## Given request 1
Display every line of the records below that contains the string "green".
# start of Document text
The owner can also call VCG.open( ) to instruct newly joined receiver node, receiver 2, to open the VCG. In response, receiver 2 creates the VCG at the receiver 2 node and creates a local ITQ. Receiver 2 then calls VCG.open_ack( ) to send an acknowledgment to the owner that the VCG and ITQ have been opened. The owner calls VCG.notify_sender( ) to send a notification identifying receiver 2 to all senders.

Turning to FIG. 16B, the owner can call VCG.send( ) to send work to the new receiver, receiver 2. When all work has been sent, the owner calls VCG.close( ) to instruct all receivers to close the ITQ. In the depicted example, receiver 2 calls VCG.send_ack( ) to send an acknowledgment to the owner to acknowledge receiving the work. As mentioned above, the owner can close the ITQ once all work has been submitted. The receiver can acknowledge receiving the work after the owner has called VCG.close( ).

After all uTask execution is done and VCG.close( ) is received, receiver 1 and receiver 2 destroy their local ITQs and call VCG.finished( ) to notify the owner specified at ITQ creation time that all work has been done. After all expected VCG.finished( ) calls have been received at the owner, the owner can perform after-close operations.
# end of Document text
# start of Input for this task
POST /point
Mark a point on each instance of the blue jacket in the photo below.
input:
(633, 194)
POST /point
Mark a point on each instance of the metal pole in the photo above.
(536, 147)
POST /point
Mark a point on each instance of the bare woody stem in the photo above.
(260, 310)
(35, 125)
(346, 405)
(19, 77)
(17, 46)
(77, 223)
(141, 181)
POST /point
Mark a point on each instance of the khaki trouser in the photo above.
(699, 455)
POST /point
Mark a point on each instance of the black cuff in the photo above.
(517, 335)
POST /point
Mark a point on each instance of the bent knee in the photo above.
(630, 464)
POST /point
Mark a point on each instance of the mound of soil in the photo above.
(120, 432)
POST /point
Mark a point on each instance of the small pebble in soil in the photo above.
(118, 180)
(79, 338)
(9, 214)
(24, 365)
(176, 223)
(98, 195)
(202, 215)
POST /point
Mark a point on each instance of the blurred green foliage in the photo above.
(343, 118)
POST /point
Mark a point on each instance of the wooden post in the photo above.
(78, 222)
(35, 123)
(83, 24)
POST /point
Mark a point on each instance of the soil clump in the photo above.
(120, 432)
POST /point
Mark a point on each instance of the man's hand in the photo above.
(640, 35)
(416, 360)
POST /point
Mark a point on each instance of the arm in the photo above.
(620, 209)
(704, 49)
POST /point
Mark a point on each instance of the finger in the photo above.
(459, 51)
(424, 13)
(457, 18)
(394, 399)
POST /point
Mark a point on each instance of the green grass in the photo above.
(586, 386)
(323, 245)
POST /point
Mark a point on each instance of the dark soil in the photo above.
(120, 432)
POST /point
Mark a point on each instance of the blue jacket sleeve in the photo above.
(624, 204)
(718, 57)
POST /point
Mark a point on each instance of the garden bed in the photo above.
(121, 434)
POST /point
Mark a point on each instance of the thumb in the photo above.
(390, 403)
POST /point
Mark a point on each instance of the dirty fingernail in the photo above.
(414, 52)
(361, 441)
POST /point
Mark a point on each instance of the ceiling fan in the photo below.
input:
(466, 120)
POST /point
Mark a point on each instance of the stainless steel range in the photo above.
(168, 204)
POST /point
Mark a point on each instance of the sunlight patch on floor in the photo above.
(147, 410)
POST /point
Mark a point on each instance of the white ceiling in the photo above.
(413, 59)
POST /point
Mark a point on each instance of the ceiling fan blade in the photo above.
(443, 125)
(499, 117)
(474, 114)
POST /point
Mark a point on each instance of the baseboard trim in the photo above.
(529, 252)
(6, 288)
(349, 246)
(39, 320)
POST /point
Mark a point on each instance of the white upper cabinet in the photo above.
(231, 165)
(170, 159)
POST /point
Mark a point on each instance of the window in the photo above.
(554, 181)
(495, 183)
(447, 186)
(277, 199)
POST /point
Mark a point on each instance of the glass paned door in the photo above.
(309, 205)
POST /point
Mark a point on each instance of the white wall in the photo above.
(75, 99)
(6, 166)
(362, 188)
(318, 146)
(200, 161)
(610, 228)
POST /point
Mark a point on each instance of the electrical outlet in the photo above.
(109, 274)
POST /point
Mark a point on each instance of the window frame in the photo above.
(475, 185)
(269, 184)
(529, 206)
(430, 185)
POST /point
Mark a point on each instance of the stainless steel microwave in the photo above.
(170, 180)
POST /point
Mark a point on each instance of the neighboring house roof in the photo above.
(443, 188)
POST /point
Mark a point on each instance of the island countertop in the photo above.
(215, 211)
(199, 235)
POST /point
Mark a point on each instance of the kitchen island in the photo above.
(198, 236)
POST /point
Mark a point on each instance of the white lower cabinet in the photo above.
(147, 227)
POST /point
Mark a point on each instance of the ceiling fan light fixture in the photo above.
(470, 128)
# end of Input for this task
## Given request 2
Retype the part of the VCG text above that opens with the words "After all uTask" and closes with "perform after-close operations.".

## Solution 1
Mark a point on each instance of the blurred green foliage in the photo above.
Mark a point on each instance of the green grass in the photo above.

## Solution 2
After all uTask execution is done and VCG.close( ) is received, receiver 1 and receiver 2 destroy their local ITQs and call VCG.finished( ) to notify the owner specified at ITQ creation time that all work has been done. After all expected VCG.finished( ) calls have been received at the owner, the owner can perform after-close operations.